• Directive a:
Please copy the records word for word, from their first line through the line containing "58), (250, 53)]".

• Source extract:

■ ■ ■ ■ ■

Eskom Holdings SOC Ltd v Akgwevhu Enterprise (Pty) Ltd (45549/21) [2022] ZAGPJHC 1144 (22 November 2022)



IN THE HIGH COURT OF SOUTH AFRICA

GAUTENG DIVISION, JOHANNESBURG


Shape1

(1) REPORTABLE: NO

(2) OF INTEREST TO OTHER JUDGES: NO

(3) REVISED: NO




DATE: 22 NOVEMBER 2022



CASE NO: 4554921





In the matter between:





ESKOM HOLDINGS SOC LIMITED

Applicant







And








AKGWEVHU ENTERPRISE (PTY) LTD

Respondent





JUDGMENT



VILJOEN AJ

[1] This is an application for the rescission of a judgment granted by default against the applicant on 4 January 2022. In terms of the judgment, the applicant was ordered to pay the respondent an amount of R506,936.00 plus interest thereon and costs.

[2] The facts are briefly as follows:

[3] In August 2018, the applicant requested a quotation inter alia from the respondent. The applicant sought to acquire 220 units of what is described in the request as “KIT, CABLE JOINT: 3C; 11 KV; 95-185; XLPE”.

[4] The respondent presented the applicant with a quote dated 20 August 2018. On 19 September 2018, the applicant issued a purchase order ordering 220 of the abovementioned cable joints in the total amount of R507,936.00.

[5] The respondent’s deponent states that she telephoned the applicant’s procurement office upon receipt of the purchase order. By her admission, she did not know “where [she] was supposed to obtain the goods from, the description on the RFQ was frankly meaningless to [her]”. She states that the applicant’s procurement officer referred her to Idube Electrical (Pty) Ltd (“Idube”), which was an Eskom-approved vendor of the items ordered.

■ ■ ■ ■ ■

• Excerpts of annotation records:
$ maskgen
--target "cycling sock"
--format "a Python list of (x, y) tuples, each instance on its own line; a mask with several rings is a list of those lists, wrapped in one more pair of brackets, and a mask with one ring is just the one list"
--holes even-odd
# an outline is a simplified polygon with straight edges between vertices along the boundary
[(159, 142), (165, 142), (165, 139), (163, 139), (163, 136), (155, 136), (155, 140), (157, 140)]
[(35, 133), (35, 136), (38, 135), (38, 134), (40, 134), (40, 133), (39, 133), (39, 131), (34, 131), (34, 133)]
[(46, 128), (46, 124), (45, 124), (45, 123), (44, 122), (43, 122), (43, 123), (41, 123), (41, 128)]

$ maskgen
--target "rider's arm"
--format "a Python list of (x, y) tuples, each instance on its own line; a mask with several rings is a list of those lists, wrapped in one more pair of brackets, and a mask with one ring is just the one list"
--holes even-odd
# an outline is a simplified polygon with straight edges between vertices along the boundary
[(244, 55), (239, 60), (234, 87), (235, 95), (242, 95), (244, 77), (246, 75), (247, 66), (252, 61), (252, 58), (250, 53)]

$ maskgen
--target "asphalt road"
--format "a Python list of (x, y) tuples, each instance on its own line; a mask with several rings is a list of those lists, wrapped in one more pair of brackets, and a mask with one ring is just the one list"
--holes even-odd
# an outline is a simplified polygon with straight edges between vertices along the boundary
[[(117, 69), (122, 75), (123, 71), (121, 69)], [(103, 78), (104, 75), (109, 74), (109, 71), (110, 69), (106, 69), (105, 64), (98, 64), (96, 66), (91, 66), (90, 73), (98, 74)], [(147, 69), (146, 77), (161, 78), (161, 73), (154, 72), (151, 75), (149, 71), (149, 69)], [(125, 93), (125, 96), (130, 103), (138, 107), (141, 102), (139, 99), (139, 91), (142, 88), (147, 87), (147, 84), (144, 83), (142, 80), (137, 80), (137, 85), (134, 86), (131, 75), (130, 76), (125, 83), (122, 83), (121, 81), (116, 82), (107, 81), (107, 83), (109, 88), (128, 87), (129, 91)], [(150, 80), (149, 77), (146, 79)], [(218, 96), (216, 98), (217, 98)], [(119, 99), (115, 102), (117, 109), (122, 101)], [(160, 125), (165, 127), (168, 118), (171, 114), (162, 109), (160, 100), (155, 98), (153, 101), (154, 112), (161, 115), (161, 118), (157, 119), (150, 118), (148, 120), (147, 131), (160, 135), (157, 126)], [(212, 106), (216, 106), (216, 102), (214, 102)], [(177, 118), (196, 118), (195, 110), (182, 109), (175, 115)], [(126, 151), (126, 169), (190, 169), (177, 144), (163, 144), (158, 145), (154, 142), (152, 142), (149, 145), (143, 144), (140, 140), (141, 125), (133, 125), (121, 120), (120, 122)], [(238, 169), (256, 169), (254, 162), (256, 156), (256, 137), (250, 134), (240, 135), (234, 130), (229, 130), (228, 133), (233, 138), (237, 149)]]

■ ■ ■ ■ ■

• Directive b:
In the judgment, on what date did the applicant issue the purchase order for the cable joints?

• Answer a:
$ maskgen
--target "cycling sock"
--format "a Python list of (x, y) tuples, each instance on its own line; a mask with several rings is a list of those lists, wrapped in one more pair of brackets, and a mask with one ring is just the one list"
--holes even-odd
# an outline is a simplified polygon with straight edges between vertices along the boundary
[(159, 142), (165, 142), (165, 139), (163, 139), (163, 136), (155, 136), (155, 140), (157, 140)]
[(35, 133), (35, 136), (38, 135), (38, 134), (40, 134), (40, 133), (39, 133), (39, 131), (34, 131), (34, 133)]
[(46, 128), (46, 124), (45, 124), (45, 123), (44, 122), (43, 122), (43, 123), (41, 123), (41, 128)]

$ maskgen
--target "rider's arm"
--format "a Python list of (x, y) tuples, each instance on its own line; a mask with several rings is a list of those lists, wrapped in one more pair of brackets, and a mask with one ring is just the one list"
--holes even-odd
# an outline is a simplified polygon with straight edges between vertices along the boundary
[(244, 55), (239, 60), (234, 87), (235, 95), (242, 95), (244, 77), (246, 75), (247, 66), (252, 61), (252, 58), (250, 53)]

• Answer b:
19 September 2018